▶ [Given problem]:
Return every one of the entries below verbatim, line for line, leaving out the pictures.

Object location entries for images
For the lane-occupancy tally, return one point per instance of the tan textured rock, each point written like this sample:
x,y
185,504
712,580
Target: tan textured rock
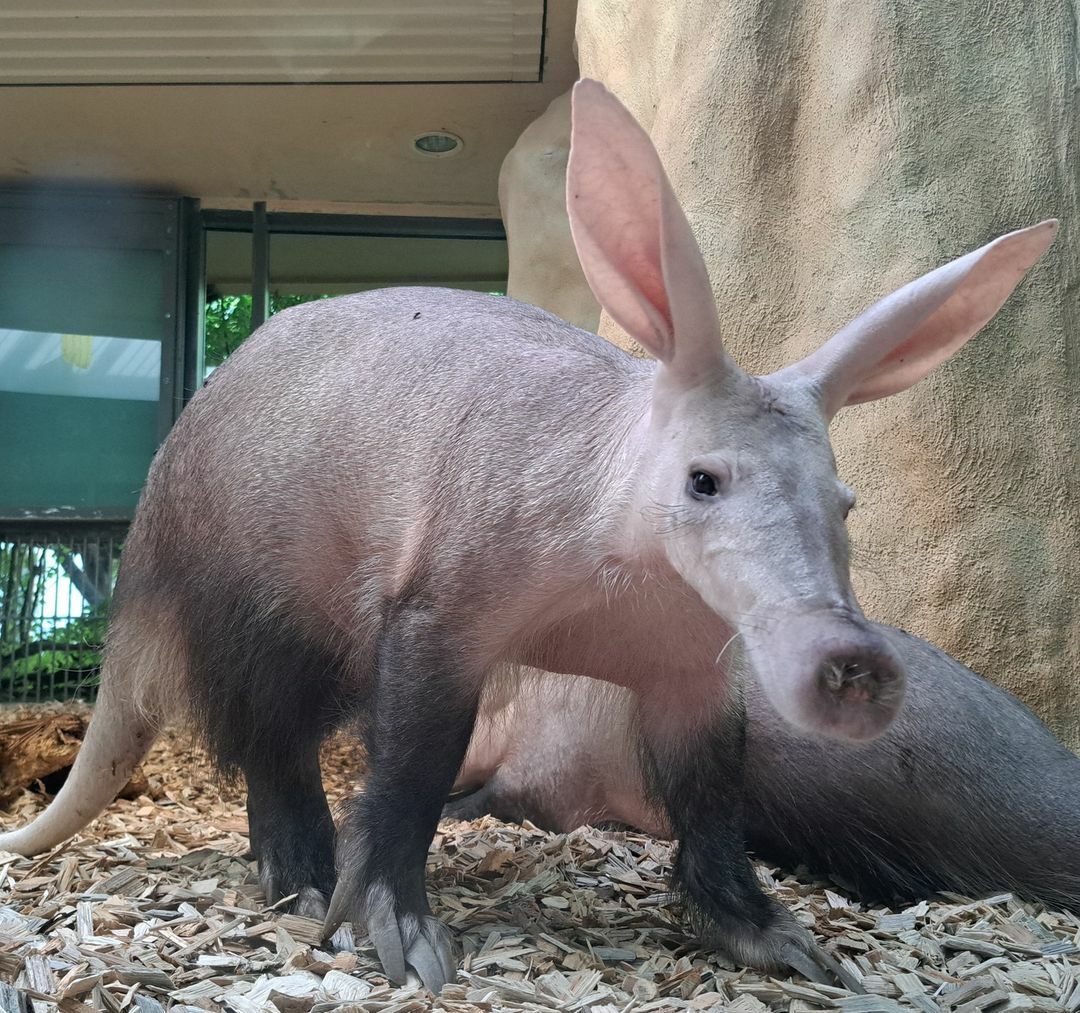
x,y
827,152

▶ [Solution for this task]:
For the lane-occupancy tally, return one point per instance of the tan textured rock, each point written like this sample:
x,y
185,504
712,580
Target: tan textured rock
x,y
827,152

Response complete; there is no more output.